[Information given — start]
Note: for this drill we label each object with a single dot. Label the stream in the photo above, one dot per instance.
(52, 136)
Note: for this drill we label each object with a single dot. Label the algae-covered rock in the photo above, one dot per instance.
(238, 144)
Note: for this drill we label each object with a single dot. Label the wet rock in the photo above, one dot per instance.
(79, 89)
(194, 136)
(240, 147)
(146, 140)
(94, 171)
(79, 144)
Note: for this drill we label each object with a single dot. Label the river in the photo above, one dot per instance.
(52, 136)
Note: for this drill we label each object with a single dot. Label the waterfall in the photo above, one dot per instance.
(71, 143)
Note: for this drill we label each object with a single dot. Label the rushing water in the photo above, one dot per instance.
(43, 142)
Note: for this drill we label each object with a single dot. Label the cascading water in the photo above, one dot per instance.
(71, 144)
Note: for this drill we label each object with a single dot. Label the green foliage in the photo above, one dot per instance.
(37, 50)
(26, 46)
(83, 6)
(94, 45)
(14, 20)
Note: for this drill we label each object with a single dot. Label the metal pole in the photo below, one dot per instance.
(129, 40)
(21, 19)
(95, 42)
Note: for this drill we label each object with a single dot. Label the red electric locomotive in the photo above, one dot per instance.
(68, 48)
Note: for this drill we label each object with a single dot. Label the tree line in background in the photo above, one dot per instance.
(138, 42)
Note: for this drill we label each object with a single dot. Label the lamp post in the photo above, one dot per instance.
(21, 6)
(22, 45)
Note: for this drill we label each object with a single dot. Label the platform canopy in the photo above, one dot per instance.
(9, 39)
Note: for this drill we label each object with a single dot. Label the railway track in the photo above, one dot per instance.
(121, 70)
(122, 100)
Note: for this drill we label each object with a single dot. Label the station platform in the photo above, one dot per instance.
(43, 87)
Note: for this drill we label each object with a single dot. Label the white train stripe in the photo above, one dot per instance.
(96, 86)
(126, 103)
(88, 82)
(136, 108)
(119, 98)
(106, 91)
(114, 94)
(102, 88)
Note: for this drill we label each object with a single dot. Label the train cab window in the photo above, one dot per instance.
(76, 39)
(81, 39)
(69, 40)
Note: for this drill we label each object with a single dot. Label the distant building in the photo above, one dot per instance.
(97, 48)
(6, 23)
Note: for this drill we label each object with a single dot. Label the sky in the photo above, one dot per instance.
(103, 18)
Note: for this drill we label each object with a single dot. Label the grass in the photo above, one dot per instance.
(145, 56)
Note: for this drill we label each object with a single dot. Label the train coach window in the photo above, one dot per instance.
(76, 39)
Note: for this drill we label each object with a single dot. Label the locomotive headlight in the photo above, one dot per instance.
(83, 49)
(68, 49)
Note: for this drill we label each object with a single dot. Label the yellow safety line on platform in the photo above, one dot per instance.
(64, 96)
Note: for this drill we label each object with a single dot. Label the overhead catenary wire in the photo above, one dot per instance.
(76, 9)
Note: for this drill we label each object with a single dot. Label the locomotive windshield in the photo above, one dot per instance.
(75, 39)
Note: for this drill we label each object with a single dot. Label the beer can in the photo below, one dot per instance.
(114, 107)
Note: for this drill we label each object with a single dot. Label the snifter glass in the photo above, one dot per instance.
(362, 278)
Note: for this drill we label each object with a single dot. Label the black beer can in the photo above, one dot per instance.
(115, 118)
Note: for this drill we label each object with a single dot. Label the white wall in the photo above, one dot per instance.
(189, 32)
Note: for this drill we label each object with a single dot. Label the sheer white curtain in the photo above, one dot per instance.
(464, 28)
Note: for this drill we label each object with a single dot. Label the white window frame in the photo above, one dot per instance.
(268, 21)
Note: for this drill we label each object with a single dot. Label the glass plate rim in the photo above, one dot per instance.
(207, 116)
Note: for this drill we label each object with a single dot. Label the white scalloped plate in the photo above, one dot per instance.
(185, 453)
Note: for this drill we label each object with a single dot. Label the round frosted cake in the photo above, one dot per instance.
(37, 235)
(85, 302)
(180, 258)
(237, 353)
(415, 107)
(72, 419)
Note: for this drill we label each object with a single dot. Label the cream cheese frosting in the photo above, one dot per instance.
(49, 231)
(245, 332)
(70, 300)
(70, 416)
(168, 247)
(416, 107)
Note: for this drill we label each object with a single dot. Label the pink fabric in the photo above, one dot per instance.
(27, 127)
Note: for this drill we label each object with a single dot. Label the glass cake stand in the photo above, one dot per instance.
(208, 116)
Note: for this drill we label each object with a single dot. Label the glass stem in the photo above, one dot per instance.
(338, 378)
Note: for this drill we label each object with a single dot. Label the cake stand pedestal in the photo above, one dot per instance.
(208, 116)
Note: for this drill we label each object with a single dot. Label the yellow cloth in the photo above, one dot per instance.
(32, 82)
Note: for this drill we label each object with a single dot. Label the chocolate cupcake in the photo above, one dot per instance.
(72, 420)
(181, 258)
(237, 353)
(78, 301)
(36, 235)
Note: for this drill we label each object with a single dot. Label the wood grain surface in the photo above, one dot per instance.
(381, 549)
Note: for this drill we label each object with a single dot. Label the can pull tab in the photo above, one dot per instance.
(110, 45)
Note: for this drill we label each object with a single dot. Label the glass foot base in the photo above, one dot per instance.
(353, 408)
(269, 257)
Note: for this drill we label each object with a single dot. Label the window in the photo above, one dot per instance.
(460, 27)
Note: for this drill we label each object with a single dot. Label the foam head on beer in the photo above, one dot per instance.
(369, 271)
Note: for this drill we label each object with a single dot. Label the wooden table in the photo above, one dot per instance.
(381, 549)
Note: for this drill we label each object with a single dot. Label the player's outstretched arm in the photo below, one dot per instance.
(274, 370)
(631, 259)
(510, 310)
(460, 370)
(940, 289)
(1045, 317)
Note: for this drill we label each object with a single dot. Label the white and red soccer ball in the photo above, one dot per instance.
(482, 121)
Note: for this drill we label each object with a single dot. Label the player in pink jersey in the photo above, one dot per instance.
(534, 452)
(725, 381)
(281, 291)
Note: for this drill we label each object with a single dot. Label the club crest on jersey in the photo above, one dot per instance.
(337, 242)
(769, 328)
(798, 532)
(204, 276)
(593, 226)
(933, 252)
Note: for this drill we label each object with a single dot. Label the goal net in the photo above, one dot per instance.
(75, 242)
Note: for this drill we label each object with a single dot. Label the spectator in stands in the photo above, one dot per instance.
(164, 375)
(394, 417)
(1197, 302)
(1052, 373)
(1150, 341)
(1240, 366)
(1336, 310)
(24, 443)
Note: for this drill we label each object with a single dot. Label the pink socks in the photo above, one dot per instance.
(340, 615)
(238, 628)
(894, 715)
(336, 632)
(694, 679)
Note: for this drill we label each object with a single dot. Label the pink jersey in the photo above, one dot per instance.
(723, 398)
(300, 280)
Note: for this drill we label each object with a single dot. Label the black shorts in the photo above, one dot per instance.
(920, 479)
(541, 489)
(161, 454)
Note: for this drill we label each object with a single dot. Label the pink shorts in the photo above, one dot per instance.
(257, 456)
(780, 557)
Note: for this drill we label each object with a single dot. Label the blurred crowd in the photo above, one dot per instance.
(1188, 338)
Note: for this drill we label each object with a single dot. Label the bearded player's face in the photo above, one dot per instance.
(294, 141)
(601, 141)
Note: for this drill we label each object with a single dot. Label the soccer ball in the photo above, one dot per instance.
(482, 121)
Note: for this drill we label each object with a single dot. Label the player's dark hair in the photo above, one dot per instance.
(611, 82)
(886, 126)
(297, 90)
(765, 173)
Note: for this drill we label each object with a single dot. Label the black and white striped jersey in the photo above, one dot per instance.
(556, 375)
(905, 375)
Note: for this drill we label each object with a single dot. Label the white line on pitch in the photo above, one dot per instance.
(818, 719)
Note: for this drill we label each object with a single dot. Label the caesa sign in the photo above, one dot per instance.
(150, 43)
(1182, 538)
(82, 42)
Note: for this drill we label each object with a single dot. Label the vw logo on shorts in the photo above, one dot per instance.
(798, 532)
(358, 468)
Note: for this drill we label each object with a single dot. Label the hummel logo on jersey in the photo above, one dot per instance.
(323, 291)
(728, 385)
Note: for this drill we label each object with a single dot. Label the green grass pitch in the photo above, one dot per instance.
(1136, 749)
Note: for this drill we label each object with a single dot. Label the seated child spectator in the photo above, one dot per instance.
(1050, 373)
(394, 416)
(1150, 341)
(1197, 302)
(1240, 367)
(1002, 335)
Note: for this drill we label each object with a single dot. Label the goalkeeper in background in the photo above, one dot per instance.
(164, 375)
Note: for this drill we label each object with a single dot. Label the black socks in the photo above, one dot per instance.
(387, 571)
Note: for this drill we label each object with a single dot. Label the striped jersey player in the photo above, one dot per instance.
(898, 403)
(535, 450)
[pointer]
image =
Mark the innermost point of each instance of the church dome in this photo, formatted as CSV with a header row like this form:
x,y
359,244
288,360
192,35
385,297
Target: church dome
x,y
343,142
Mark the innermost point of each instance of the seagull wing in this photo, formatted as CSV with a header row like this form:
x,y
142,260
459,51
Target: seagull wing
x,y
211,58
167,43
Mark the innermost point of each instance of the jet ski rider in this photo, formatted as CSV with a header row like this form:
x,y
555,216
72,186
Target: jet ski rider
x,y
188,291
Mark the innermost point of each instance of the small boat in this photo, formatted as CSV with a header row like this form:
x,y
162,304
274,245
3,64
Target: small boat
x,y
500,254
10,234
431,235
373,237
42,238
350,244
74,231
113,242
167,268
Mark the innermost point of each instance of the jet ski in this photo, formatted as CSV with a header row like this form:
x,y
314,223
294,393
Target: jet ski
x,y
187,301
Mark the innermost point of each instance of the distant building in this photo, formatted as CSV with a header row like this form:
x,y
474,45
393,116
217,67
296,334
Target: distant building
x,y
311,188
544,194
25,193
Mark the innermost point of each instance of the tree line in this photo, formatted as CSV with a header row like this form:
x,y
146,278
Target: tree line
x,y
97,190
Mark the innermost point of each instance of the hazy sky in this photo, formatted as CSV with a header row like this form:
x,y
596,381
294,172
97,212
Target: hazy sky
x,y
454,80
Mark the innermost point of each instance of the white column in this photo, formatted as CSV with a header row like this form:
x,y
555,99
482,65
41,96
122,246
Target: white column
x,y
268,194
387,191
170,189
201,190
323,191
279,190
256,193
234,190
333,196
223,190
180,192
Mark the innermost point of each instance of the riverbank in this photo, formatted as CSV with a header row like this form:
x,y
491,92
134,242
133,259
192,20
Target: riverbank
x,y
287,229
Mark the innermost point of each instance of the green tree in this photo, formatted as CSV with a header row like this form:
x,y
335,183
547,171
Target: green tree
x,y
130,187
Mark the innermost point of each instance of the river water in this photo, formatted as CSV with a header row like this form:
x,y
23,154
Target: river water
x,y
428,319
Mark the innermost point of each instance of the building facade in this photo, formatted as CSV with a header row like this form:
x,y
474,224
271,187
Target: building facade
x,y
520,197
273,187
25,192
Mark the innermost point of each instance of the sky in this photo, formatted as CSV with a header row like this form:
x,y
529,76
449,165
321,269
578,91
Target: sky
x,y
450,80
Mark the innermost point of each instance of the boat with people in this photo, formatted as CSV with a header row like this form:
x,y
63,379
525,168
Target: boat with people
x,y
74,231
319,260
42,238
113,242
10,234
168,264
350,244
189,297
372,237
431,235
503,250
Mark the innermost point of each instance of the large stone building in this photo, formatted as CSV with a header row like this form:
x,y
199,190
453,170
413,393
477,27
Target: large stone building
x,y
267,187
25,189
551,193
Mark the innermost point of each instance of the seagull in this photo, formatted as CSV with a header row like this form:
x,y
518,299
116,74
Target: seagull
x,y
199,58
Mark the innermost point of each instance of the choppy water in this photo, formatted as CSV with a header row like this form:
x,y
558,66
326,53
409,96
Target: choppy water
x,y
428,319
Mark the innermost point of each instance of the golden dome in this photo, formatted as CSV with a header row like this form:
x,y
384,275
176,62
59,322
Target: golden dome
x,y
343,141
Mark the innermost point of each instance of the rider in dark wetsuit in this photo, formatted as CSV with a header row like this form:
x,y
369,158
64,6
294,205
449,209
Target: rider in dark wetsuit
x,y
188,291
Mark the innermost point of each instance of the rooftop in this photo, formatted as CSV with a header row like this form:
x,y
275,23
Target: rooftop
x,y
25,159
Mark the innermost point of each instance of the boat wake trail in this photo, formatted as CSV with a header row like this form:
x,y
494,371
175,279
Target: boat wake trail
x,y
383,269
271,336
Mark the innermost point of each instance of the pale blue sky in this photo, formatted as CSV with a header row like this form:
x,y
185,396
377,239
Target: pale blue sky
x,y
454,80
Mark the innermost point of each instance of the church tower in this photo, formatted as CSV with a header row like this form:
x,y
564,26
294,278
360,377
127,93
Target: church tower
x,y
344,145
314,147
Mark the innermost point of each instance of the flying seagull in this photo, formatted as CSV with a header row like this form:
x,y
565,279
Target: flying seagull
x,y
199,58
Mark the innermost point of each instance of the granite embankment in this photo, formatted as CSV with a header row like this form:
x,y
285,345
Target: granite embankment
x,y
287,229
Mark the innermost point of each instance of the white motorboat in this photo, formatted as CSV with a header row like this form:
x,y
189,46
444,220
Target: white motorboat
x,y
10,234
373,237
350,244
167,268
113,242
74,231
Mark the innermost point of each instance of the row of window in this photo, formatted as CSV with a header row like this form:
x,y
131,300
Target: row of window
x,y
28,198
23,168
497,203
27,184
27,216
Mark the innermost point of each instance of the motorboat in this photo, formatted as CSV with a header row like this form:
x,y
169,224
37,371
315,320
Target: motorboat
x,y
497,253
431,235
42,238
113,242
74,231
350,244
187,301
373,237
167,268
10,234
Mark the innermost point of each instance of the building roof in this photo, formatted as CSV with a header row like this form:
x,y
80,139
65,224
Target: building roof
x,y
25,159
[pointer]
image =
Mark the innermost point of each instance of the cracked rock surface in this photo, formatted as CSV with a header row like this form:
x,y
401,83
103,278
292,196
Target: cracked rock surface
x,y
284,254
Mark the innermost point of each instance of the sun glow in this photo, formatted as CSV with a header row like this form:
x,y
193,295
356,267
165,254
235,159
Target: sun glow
[Information given — finish]
Problem details: Check each line of the entries above, and show every one holding the word "glow".

Exercise output:
Mark the innermost point of each instance of the sun glow in this photo, formatted as CSV with a header row like this form:
Target: sun glow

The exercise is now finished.